Reproduce each of the items below word for word, leaving nothing out.

— Start —

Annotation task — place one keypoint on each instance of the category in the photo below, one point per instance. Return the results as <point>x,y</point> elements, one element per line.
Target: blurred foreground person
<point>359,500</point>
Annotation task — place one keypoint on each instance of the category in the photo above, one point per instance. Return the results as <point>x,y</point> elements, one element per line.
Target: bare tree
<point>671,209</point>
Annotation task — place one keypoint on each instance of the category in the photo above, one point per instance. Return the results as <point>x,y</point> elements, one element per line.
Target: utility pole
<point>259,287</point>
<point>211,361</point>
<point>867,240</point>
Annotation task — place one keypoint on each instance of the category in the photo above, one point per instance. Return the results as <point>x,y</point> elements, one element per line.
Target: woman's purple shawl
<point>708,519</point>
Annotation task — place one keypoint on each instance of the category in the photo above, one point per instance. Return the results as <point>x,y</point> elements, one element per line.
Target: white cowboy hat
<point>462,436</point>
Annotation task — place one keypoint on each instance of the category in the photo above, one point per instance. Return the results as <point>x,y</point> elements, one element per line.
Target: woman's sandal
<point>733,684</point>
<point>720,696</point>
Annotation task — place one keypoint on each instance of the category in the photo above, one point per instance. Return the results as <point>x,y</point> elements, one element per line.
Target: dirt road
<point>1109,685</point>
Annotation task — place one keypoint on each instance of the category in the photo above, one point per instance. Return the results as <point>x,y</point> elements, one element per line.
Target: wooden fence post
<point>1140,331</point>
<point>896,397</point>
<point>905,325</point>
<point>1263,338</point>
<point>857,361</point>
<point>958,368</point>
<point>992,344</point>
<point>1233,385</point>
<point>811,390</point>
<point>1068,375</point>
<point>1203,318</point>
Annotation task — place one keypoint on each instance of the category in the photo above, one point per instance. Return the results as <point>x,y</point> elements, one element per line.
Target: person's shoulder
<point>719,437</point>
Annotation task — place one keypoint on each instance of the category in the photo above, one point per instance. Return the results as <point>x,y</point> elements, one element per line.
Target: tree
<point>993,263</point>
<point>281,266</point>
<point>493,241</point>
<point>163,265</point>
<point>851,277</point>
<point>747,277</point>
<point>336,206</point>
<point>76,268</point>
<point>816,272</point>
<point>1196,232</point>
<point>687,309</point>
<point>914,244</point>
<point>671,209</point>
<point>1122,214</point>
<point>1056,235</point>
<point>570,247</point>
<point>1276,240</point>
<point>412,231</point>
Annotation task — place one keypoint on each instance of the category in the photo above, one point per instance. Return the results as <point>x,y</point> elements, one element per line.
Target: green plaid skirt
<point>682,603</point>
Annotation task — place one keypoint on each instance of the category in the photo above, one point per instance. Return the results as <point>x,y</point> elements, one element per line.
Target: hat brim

— End —

» **Written solution**:
Annotation task — place one keypoint on each instance of the category in the photo below, one point per instance. Return the results as <point>x,y</point> elements, one element per line.
Target: blurred foreground person
<point>359,500</point>
Annotation task — place one keypoint on each instance of the category in the photo above, one point per instance. Return the results as <point>x,y</point> elements, one element per line.
Target: bare tree
<point>671,209</point>
Annotation task — place one keypoint on each instance of the category in the photo above, one point per instance. Return the results as <point>x,y</point> elements, one element per line.
Target: utility pole
<point>259,287</point>
<point>211,361</point>
<point>867,240</point>
Annotation task — place one keypoint on each instance of the category in the photo above, one point per instance. Return the results as <point>x,y</point> elements, one element per line.
Target: woman's purple shawl
<point>708,519</point>
Annotation task — place one keypoint on each instance of the category in the photo above, one point per instance. Return the results as <point>x,y</point> elements, one element per line.
Target: white cowboy hat
<point>462,436</point>
Annotation task — place one keypoint on each instance of the category in the photo above, one point per instance. Return the results as <point>x,y</point> elements, one element per line.
Target: woman's sandal
<point>733,684</point>
<point>720,696</point>
Annotation task — place one keypoint on each instance of the category in the photo above, one point per instance. Return the results as <point>x,y</point> elements, one element per line.
Target: dirt road
<point>1109,685</point>
Annotation task — place one keypoint on each instance of the category in the photo above, one point per instance. Return the results as <point>x,y</point> elements, one element per line.
Target: wooden fence post
<point>1140,331</point>
<point>896,397</point>
<point>905,325</point>
<point>1263,338</point>
<point>857,361</point>
<point>958,368</point>
<point>992,344</point>
<point>1233,385</point>
<point>811,390</point>
<point>1068,375</point>
<point>1203,318</point>
Annotation task — place one keypoint on each instance of the category in the photo above, one point per instance. Return the results as <point>x,y</point> elements, one element per line.
Target: person's shoulder
<point>719,437</point>
Annotation task — place one keypoint on each instance of the category in the photo above, one point per instance. Return the results as <point>x,y</point> elements, one element per line.
Target: tree
<point>993,263</point>
<point>281,266</point>
<point>493,241</point>
<point>163,265</point>
<point>851,277</point>
<point>747,277</point>
<point>336,206</point>
<point>76,268</point>
<point>816,272</point>
<point>1196,232</point>
<point>687,309</point>
<point>914,244</point>
<point>671,209</point>
<point>1122,214</point>
<point>1056,235</point>
<point>570,247</point>
<point>1276,240</point>
<point>412,231</point>
Annotation task — place one keypoint on each instance of the category in the photo above, one point per instance. Return the results as <point>x,y</point> elements, one element per line.
Target: green plaid skirt
<point>682,603</point>
Annotation task — place one keypoint on each instance of the category in the photo above, one point per instance. Return the results as <point>x,y</point> elements, one element per line.
Target: hat brim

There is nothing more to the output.